#### [Required work]
The records follow. Retype them without a single change.

Natural language region descriptions
══════════════════════════════

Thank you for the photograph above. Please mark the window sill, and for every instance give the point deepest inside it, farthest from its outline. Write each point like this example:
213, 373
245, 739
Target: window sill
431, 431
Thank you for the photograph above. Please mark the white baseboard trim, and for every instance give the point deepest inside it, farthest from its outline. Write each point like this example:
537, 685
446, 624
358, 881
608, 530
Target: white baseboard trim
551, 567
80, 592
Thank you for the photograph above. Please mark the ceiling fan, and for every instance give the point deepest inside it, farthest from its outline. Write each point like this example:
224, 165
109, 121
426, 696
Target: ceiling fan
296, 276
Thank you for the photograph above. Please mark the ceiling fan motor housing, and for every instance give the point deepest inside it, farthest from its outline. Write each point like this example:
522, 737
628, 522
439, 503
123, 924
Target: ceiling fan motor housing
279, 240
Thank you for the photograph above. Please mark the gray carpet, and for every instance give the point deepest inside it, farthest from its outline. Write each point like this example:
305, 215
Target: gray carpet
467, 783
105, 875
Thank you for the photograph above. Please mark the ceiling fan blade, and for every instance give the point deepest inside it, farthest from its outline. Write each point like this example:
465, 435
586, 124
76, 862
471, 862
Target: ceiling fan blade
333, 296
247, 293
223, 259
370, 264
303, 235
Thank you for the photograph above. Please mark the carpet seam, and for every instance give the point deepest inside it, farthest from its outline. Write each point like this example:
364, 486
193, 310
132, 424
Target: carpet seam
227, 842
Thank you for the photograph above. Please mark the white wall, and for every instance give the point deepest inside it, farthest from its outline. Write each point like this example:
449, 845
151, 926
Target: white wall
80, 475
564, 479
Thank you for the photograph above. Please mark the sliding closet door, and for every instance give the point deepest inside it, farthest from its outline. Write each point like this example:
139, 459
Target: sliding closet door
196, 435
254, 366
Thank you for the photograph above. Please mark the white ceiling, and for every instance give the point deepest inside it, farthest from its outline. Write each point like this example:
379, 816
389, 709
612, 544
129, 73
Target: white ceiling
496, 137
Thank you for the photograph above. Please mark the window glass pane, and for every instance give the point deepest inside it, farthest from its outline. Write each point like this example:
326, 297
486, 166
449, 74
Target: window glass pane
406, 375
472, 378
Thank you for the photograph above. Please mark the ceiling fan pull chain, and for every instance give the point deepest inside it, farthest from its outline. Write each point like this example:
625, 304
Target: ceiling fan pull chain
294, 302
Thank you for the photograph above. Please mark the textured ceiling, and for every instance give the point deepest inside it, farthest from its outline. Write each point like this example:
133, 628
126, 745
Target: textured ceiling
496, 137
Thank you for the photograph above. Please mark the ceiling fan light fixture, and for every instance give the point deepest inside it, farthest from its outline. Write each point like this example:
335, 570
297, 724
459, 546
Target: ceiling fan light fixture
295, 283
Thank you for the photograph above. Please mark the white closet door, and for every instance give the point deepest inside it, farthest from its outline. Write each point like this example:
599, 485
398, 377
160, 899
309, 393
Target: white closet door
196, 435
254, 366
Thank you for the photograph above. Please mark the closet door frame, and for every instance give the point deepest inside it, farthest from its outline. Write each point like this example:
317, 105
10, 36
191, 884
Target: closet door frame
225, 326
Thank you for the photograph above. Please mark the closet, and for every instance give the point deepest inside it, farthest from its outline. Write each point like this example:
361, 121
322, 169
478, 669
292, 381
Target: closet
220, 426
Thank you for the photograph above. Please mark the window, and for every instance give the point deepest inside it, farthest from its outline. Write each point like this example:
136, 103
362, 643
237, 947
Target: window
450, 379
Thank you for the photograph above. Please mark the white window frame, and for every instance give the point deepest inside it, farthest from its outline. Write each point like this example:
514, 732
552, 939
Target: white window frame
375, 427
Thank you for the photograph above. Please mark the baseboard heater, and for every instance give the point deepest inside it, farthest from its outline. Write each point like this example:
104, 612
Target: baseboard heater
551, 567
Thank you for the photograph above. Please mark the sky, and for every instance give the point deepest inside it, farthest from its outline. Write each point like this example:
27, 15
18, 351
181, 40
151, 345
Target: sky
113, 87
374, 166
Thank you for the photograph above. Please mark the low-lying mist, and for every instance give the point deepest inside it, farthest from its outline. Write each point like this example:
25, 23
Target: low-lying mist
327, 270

══════════════════════════════

#### [Solution to the problem]
Thank you for the photograph above. Please mark the window sill, and for every instance give the point deepest inside it, farthest from its outline. Write each point like this example:
213, 373
245, 739
Target: window sill
431, 431
Thank you for the photograph above. Please mark the white baseboard trim, and for every instance give the point deepest inside it, farthest from its outline. Write each point like this example:
537, 685
446, 624
358, 881
608, 530
Target: white baseboard trim
551, 567
80, 592
Thank you for the photograph above. Please mark the ceiling fan, and for every instance give the point deepest inside it, farthest from its outline. Write each point like this example:
224, 165
109, 121
426, 696
Target: ceiling fan
296, 276
Thank you for the photograph above. Please mark the ceiling fan motor housing, and for every instance give the point deepest inside it, farthest from its outline. Write each point like this example:
522, 737
628, 522
439, 503
123, 924
Target: ceiling fan motor housing
279, 240
Thank you for the photograph above. Please mark the gray carpet, and for every instance give the point deepest inside it, farthest from its outline. Write each point like this example:
305, 215
Target: gray carpet
467, 783
105, 875
Thank you for the photograph above. Please mark the ceiling fan blade, and for every instance give the point deepest inside it, farthest from its outline. Write each point like this example:
465, 435
586, 124
76, 862
471, 862
Target: ceiling fan blade
333, 296
247, 293
223, 259
370, 264
303, 235
Thank you for the photograph above. Please mark the carpet seam, and for every instance give the point deepest inside it, farthest from its outline. Write each point like this example:
364, 486
193, 310
132, 424
Target: carpet seam
227, 842
Thank you for the photograph above. Please mark the white wall, and for every instance give the point deepest inside it, farthest from its outline. Write each point like this example:
449, 845
151, 926
Target: white wall
80, 475
564, 479
Thank you for the photograph above. Please mark the sliding closet door, and for every instance give the point deepest inside it, farthest from its outline. Write each point like this example:
139, 459
Target: sliding closet door
196, 435
254, 366
Thank you for the photograph above. Please mark the white ceiling, and for every instance give the point deepest inside it, farthest from its outline. Write each point like this example:
379, 816
389, 709
612, 544
129, 73
Target: white ceiling
496, 137
Thank you for the photograph above. Please mark the window glass pane, and for every instance give the point deepest inside it, farthest from its outline. Write each point like this example:
326, 297
486, 166
449, 74
Target: window glass pane
406, 375
472, 378
Thank you for the photograph above. Please mark the ceiling fan pull chain, and for every instance give the point deepest inside it, farthest from its outline. Write each point like this example:
625, 304
Target: ceiling fan pull chain
294, 302
Thank you for the photograph above. Please mark the textured ceiling, and for every instance give the point deepest inside it, farthest from its outline. Write each point like this example:
133, 628
126, 745
Target: textured ceiling
496, 137
Thank you for the photograph above. Please mark the ceiling fan light fixture, and for every instance give the point deepest inside it, farthest from its outline. Write each point like this example:
335, 570
297, 724
459, 546
Target: ceiling fan light fixture
295, 283
Thank you for the photograph above. Please mark the white closet door, and for every instance give the point deepest inside it, farthest from its outline. Write each point like this example:
599, 485
398, 377
160, 899
309, 393
Target: white closet door
196, 435
254, 366
Thank you for the photograph above. Please mark the closet door frame, and for every instance give the point deepest inside it, farthest from its outline. Write each point like this example:
317, 105
10, 36
191, 884
Target: closet door frame
225, 326
Thank you for the photograph above. Please mark the closet, and for every instance give the point deepest inside it, farthest from its outline. Write each point like this example:
361, 121
322, 169
478, 669
292, 381
Target: closet
220, 426
Thank you for the photograph above. Please mark the window, and for every instance give the point deepest inside it, farthest from its outline. Write each point like this example:
136, 103
362, 643
237, 947
Target: window
450, 379
Thank you for the photograph above. Please mark the white window frame, and for every instance give the point deepest inside it, farthest from its outline. Write each point like this example:
514, 732
552, 939
Target: white window frame
375, 427
Thank you for the photograph above. Please mark the baseboard heater, and for every instance give the point deepest inside it, farthest from its outline. Write each point like this example:
104, 612
Target: baseboard heater
551, 567
Thank you for the photograph above. Please mark the sky, and for every instance give the point deepest inside it, farthest from its outline. Write each point like this example:
27, 15
18, 351
181, 40
151, 345
Target: sky
113, 87
374, 166
Thank you for the photograph above. Please mark the low-lying mist, and for every instance give the point deepest inside it, farthest from its outline. Write each point like this example:
25, 23
Target: low-lying mist
327, 270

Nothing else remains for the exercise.